Retype, without alteration, the lines of the records below that begin at the line containing "Exercise. Mark the bicycle in" and end with the line containing "pixel 365 257". Include both of those lines and nothing else.

- - - -

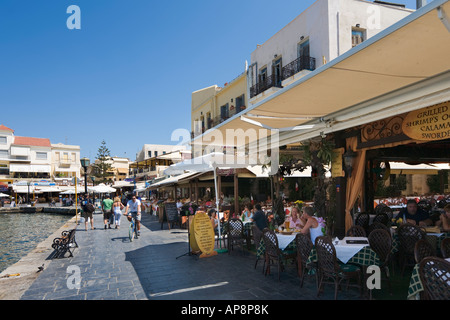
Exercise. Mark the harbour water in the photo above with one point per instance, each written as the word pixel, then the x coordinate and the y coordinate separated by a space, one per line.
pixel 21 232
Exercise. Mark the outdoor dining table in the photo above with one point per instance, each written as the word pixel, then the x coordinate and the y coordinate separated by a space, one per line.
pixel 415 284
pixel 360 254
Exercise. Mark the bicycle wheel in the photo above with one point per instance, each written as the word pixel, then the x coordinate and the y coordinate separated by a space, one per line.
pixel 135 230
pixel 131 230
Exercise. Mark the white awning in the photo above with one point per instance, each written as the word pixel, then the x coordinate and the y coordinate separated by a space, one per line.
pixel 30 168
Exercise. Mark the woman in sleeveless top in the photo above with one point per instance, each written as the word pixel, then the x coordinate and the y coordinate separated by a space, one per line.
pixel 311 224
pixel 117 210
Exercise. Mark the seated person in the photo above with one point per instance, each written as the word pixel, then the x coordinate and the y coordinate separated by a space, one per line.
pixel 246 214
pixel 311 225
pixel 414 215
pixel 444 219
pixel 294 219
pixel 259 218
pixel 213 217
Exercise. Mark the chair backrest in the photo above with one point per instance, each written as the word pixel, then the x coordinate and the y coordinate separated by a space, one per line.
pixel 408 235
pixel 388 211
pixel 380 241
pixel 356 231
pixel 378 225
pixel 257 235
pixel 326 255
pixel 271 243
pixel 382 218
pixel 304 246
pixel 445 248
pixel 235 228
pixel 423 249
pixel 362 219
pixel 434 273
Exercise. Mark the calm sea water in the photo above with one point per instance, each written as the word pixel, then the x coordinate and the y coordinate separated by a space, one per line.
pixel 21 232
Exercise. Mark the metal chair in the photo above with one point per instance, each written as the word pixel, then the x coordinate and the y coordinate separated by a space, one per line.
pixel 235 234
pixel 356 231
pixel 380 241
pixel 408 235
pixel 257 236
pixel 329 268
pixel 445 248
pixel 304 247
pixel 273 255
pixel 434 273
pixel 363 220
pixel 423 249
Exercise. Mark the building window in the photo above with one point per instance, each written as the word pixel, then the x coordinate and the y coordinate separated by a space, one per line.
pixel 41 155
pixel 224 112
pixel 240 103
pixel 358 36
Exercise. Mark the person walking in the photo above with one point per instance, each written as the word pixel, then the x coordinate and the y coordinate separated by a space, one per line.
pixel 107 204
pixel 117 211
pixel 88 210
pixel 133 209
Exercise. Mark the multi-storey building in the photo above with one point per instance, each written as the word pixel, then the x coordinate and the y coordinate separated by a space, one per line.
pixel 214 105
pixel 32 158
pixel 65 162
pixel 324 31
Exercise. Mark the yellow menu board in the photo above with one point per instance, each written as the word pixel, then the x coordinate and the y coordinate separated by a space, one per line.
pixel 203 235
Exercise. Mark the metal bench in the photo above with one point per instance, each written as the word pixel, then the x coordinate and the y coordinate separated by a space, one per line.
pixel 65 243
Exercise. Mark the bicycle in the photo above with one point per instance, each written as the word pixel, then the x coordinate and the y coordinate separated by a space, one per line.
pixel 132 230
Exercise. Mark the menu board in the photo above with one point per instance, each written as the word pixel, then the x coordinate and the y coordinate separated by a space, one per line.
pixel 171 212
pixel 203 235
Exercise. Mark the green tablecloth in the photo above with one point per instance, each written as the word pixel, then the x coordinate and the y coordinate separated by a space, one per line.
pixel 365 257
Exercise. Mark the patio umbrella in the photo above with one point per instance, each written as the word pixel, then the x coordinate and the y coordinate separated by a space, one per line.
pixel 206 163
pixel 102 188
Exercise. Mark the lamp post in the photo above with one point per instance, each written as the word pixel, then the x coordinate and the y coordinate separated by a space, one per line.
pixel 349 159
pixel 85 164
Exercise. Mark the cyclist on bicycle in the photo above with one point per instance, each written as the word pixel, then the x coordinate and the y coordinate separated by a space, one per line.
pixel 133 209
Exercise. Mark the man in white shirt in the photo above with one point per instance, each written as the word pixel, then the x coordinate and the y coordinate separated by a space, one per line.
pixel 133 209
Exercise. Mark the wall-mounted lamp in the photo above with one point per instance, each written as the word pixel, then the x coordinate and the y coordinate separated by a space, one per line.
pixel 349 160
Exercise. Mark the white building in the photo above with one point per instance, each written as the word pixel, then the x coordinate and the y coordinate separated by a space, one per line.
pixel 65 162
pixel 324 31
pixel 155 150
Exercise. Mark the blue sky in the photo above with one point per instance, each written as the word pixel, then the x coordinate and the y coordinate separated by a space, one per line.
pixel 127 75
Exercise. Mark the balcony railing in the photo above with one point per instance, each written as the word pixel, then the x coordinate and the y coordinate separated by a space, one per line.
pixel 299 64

- - - -

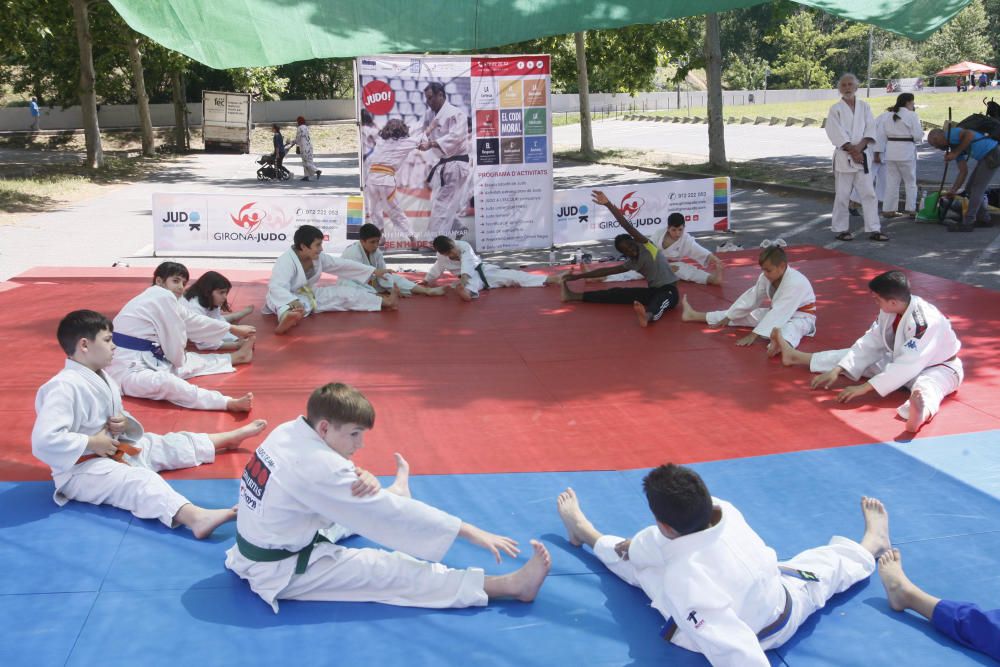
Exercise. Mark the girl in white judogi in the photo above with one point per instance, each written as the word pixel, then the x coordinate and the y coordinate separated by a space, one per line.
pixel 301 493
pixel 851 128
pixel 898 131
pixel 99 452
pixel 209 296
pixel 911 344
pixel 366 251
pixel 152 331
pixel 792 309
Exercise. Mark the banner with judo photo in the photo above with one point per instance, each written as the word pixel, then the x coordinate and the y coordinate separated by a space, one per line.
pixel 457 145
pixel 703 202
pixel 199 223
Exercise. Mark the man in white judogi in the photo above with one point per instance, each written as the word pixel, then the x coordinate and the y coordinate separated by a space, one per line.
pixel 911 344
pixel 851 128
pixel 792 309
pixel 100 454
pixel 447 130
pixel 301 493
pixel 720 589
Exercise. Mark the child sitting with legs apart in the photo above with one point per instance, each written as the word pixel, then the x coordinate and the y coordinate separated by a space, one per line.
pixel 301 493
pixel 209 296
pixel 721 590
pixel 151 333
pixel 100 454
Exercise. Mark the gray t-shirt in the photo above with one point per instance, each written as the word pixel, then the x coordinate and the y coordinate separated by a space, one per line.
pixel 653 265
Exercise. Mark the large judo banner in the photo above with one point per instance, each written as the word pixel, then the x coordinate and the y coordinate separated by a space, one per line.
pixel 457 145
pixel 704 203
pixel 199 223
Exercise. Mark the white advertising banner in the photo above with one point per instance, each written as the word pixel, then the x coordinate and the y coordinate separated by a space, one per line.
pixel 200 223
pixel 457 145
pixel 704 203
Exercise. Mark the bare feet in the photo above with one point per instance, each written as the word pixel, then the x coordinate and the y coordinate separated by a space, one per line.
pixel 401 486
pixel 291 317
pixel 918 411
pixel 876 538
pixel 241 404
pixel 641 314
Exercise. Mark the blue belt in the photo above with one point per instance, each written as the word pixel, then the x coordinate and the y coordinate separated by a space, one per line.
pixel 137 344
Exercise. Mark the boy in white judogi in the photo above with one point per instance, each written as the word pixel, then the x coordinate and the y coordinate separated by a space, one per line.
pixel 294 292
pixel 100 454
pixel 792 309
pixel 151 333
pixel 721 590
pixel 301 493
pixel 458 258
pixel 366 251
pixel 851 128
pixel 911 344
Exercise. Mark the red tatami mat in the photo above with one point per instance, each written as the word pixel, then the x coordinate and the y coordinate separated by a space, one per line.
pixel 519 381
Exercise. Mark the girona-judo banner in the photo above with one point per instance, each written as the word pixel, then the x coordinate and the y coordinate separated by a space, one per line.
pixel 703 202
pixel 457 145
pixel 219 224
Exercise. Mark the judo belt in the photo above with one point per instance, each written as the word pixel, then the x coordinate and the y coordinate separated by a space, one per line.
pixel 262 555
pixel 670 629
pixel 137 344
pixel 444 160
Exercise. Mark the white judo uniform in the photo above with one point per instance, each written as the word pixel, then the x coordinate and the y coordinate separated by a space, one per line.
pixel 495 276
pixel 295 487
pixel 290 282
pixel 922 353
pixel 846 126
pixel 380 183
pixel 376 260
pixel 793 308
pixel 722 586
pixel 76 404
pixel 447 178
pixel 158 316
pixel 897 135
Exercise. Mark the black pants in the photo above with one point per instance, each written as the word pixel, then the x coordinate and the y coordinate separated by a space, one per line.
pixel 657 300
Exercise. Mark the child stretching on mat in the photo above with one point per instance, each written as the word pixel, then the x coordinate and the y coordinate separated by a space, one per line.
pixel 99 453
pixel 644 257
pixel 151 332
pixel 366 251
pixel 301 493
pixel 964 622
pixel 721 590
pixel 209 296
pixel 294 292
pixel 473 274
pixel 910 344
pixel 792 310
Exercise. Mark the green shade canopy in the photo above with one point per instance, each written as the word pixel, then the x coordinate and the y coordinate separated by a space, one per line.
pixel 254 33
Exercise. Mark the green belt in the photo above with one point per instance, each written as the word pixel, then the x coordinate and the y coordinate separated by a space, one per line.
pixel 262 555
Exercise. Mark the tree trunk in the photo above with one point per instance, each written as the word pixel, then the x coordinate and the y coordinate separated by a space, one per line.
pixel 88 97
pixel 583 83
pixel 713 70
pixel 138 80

- - - -

# Task result
Exercise. Mark the bicycle in the photo above with one point per instance, each written as the word pixel, then the x coordinate and the y coordinate separated by a space, one per line.
pixel 132 230
Exercise. Mark the menu board in the photo above with one point per instance, each written as the word pixel, then the x coordinate and the y coordinate separated by a space, one per line.
pixel 171 212
pixel 203 235
Exercise. Mark the green tablecloth in the photo above with one point per instance, each written as the word pixel, then the x coordinate and the y coordinate separated by a space, one per line.
pixel 365 257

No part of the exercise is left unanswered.